## SUPPLIED PASSAGE
Patrick David Stier (born 1954) is a Canadian politician, who is an elected member to the Legislative Assembly of Alberta, representing the electoral district of Livingstone-Macleod. He sat with the Official Opposition as a member of the United Conservative Party and was the Municipal Affairs Critic.

==Political career==
Stier has 30 years of farming experience and 15 years of service with municipal government, including four years as a municipal councillor with Municipal District of Foothills #31 in 2004–2007. He was also co-chair of the Subdivision and Development Appeal Board at MD of Foothills #31. In the 2012 election, Stier defeated Progressive Conservative candidate and Agriculture minister Evan Berger, who went on to be hired as a senior policy advisory to the deputy Agriculture minister.

As an MLA, Stier has spoken out against the Alberta Health Services policy of separating married seniors in nursing homes. Stier and Wildrose Party Leader Danielle Smith criticized the Provincial Government for cancelling plans to build the Alberta Public Security and Law Enforcement Training college in Fort Macleod.

In the 2013 spring sitting, Stier brought forward Motion 507 to repeal the Alberta Land Stewardship Act and create a new land use framework “that better protects the rights of landowners and respects the role of locally elected and accountable municipal councils.” The motion did not pass. He was reelected in the 2015 Alberta general election, once again facing Berger as a PC challenger.

## REQUIREMENT A
In the Patrick Stier text, whom did Stier defeat in the 2012 election?
## REQUIREMENT B
Pick up the text on Patrick Stier after its last sentence and keep writing.

## RAW DATA
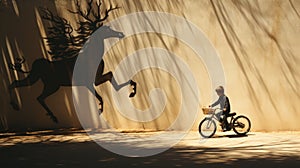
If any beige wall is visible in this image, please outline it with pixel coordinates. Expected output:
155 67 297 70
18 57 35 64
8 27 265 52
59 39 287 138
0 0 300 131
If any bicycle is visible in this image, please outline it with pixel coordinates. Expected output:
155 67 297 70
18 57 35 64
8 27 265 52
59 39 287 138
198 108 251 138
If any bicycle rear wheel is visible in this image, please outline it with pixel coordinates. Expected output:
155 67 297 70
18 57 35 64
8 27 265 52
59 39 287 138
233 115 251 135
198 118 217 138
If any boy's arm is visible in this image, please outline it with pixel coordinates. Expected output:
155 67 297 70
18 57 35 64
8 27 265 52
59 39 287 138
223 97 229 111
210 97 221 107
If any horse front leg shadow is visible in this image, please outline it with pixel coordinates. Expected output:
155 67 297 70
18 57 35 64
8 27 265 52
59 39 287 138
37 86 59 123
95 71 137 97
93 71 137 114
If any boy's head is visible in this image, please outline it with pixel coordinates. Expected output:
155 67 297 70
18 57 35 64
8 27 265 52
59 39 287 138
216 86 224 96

* * *

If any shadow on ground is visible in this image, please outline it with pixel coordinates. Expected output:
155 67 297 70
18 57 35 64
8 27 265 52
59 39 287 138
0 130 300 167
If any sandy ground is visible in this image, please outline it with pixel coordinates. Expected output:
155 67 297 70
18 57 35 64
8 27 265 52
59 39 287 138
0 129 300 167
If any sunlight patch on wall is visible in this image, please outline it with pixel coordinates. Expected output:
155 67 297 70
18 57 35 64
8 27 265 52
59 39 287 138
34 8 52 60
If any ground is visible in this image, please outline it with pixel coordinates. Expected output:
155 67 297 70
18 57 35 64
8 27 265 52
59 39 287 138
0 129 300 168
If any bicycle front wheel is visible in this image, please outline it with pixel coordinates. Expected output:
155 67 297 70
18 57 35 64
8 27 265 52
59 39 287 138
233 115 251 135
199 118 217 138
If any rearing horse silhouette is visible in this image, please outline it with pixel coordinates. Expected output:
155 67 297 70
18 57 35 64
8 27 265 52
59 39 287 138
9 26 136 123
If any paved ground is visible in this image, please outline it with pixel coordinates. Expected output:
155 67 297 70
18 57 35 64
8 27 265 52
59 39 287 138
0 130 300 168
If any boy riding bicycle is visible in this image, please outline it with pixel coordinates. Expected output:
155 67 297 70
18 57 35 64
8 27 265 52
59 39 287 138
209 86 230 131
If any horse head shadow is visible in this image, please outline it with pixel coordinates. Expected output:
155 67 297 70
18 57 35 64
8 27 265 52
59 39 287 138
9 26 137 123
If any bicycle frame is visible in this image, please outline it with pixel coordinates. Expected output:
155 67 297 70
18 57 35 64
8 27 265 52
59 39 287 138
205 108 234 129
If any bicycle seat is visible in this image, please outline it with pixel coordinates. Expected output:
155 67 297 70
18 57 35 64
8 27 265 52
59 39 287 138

==

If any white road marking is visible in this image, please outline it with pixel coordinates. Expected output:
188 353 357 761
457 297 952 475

## EXERCISE RESULT A
Evan Berger, the Progressive Conservative candidate and Agriculture minister.

## EXERCISE RESULT B
In July, 2017 Stier remained the MLA for Livingstone-Macleod under the establishment of The United Conservative Party (UCP). The UCP is a political party which forms the official opposition in Alberta, Canada. It was established in July 2017 as a merger between the Progressive Conservative Association of Alberta and the Wildrose Party.

==Professional career==
Stier was raised on the family ranch near De Winton, where his family raised Arabian horses and Angus cattle as well as farmed crops. He has lived in the Foothills area of Alberta all of his life. He attended junior high and high school in Okotoks, graduating in 1972. He was employed primarily in the seismic data segment of the oil and gas industry for 25 years in Calgary.

==Electoral history==

===2012 general election===

v; t; e; 2012 Alberta general election: Livingstone-Macleod
| Party | Candidate | Votes | % | ±% |
|  | Wildrose | Pat Stier | 8,577 | 48.05% | 37.55% |
|  | Progressive Conservative | Evan P. Berger | 7,385 | 41.37% | -22.81% |
|  | New Democratic | Matthew Halton | 944 | 5.29% | 0.23% |
|  | Liberal | Alex MacDonald | 597 | 3.34% | -12.96% |
|  | Evergreen | Larry Ashmore | 346 | 1.94% | – |
| Total |  |  | 17,849 | – | – |
| Rejected, spoiled and declined |  |  | 66 | 9 | 44 |
| Eligible electors / turnout |  |  | 29,644 | 60.46% | 22.12% |
|  | Wildrose gain from Progressive Conservative |  | Swing |  | -20.60% |
Source(s) Source: "71 - Livingstone-Macleod, 2012 Alberta general election". officialresults.elections.ab.ca. Elections Alberta. Retrieved May 21, 2020.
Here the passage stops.